Stated task =
Change every "annotate" in the data below to "mark" and copy all the lines out again, leaving everything else untouched.

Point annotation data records
______

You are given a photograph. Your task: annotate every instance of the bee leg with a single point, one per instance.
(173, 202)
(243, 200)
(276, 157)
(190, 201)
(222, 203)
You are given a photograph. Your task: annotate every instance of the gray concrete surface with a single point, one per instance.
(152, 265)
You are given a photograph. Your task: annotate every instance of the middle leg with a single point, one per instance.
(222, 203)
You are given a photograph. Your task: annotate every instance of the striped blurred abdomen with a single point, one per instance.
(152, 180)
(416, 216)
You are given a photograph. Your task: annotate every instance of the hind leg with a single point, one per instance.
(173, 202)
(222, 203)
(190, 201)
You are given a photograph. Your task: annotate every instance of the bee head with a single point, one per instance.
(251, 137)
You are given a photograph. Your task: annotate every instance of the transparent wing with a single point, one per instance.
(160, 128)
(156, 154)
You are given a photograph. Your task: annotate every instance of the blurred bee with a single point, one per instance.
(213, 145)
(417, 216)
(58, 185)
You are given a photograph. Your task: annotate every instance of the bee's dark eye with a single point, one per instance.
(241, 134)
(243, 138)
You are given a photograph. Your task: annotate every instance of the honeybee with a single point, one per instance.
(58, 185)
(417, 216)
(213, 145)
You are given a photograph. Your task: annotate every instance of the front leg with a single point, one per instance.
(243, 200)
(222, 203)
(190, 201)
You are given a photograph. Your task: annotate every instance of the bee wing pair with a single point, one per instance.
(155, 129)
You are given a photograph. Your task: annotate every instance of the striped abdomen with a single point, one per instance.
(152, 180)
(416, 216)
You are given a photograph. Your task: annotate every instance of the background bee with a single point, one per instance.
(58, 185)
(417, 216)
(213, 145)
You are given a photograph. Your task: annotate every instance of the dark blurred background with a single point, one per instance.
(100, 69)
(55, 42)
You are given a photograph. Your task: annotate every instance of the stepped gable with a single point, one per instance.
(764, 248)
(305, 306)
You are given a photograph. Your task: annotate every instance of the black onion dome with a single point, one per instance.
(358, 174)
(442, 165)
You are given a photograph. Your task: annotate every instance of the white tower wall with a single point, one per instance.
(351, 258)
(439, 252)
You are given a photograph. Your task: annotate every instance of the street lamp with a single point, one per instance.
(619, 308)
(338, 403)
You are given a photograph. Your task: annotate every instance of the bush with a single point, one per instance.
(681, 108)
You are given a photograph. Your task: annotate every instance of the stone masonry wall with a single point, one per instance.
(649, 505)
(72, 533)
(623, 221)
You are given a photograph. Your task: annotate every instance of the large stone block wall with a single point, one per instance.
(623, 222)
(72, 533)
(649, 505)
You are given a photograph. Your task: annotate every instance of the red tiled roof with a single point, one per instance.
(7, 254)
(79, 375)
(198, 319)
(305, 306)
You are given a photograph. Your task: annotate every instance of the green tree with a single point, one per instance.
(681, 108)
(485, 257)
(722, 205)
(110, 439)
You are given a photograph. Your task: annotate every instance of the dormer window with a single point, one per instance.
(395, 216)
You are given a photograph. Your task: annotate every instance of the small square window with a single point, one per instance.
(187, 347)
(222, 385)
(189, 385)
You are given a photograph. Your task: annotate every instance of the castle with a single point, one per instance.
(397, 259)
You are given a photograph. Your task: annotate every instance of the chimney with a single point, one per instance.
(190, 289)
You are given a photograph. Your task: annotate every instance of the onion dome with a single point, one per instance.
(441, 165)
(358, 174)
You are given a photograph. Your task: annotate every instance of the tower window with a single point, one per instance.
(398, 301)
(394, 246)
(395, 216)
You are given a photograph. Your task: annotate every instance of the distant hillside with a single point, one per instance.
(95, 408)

______

Solution to the exercise =
You are given a photograph. Your task: mark every instance of the bee leg with a single point, one per instance.
(173, 202)
(243, 200)
(276, 157)
(190, 201)
(222, 203)
You are given a photograph. Your task: mark every instance of the gray concrete surface with a single point, one per instance.
(152, 265)
You are given a photograph. Your task: mark every instance of the middle leg with a single point, one per instance.
(222, 203)
You are given a photograph. Your task: mark every instance of the striped blurred abdomen with a single point, one per instance.
(152, 180)
(416, 216)
You are given a photograph. Your task: mark every instance of the hind leg with a single point, one per instance.
(173, 202)
(222, 203)
(190, 201)
You are given a photograph. Your task: mark every instance of the bee head with a single point, one per instance.
(251, 137)
You are given a photograph. Your task: mark every instance of the transparent wing with a single point, one per instance.
(160, 128)
(156, 154)
You are given a photograph. Your task: mark every instance of the blurred bee with a single point, one per instance.
(213, 145)
(417, 216)
(58, 185)
You are given a photograph. Your task: mark every instance of the bee's dark eye with a single point, one per instance.
(241, 134)
(243, 138)
You are given a photograph. Your task: mark every instance of the honeybee with a single point, one per instance.
(58, 185)
(417, 216)
(213, 145)
You are given a photograph. Your task: mark every instance of the front leg with a single point, one per instance.
(243, 200)
(222, 203)
(190, 201)
You are given a photograph. Your task: mark every instance of the bee wing pair with a single point, one per instance.
(155, 129)
You are given a photograph. Your task: mark every instance of the striped abdomen with a single point, one per instance.
(152, 180)
(416, 216)
You are given a photograph. Your task: mark every instance of the background bee with a single point, one per instance.
(58, 185)
(417, 216)
(213, 145)
You are given a photograph. Your task: mark every instance of the dark blurred background with a single point, one per instance.
(100, 69)
(55, 42)
You are given a photograph. Your task: mark every instance of the stepped gable with a single point, one per instance.
(764, 248)
(305, 306)
You are given a photograph. Your task: mark every instance of the black onion dome with a single point, one per instance.
(358, 174)
(442, 165)
You are given a photograph. Your task: mark every instance of the white tower wall with a single point, one per instance.
(351, 258)
(439, 252)
You are given a photograph. Your task: mark every instance of the street lamp with a single point, one per instance.
(619, 308)
(338, 403)
You are given a photograph. Your task: mark every instance of the bush with a single point, one per instance.
(681, 108)
You are given a photograph. Your task: mark every instance of the stone masonry wall with a single point, one per instance.
(649, 505)
(72, 533)
(623, 221)
You are given a photograph. Your task: mark every instance of the large stone block wall with a single point, one per instance.
(623, 222)
(72, 533)
(649, 505)
You are given a photograph. Your task: mark every instance of the red tiled roof with a single point, one per instance.
(7, 254)
(79, 375)
(198, 319)
(305, 306)
You are given a photograph. Your task: mark every instance of the green tree with a single point, one per instance.
(681, 108)
(485, 257)
(722, 205)
(110, 439)
You are given a photograph. Your task: mark every instance of the dormer window with a single point, one per instance.
(395, 216)
You are given a photograph. Your task: mark every instance of the small square window with a single point, one per instance.
(187, 347)
(222, 385)
(189, 385)
You are given a photograph. Your task: mark every instance of the castle with a single point, one per instance.
(397, 259)
You are given a photograph. Your task: mark every instance of the chimney with a single point, one per instance.
(190, 289)
You are given a photograph. Your task: mark every instance of the onion dome with a single point, one per instance.
(441, 165)
(358, 174)
You are given a photograph. Your task: mark every instance of the tower window with a single point, one per instance.
(398, 301)
(394, 246)
(395, 216)
You are given a photograph. Your task: mark every instance of the distant hillside with a single point, one per instance.
(95, 408)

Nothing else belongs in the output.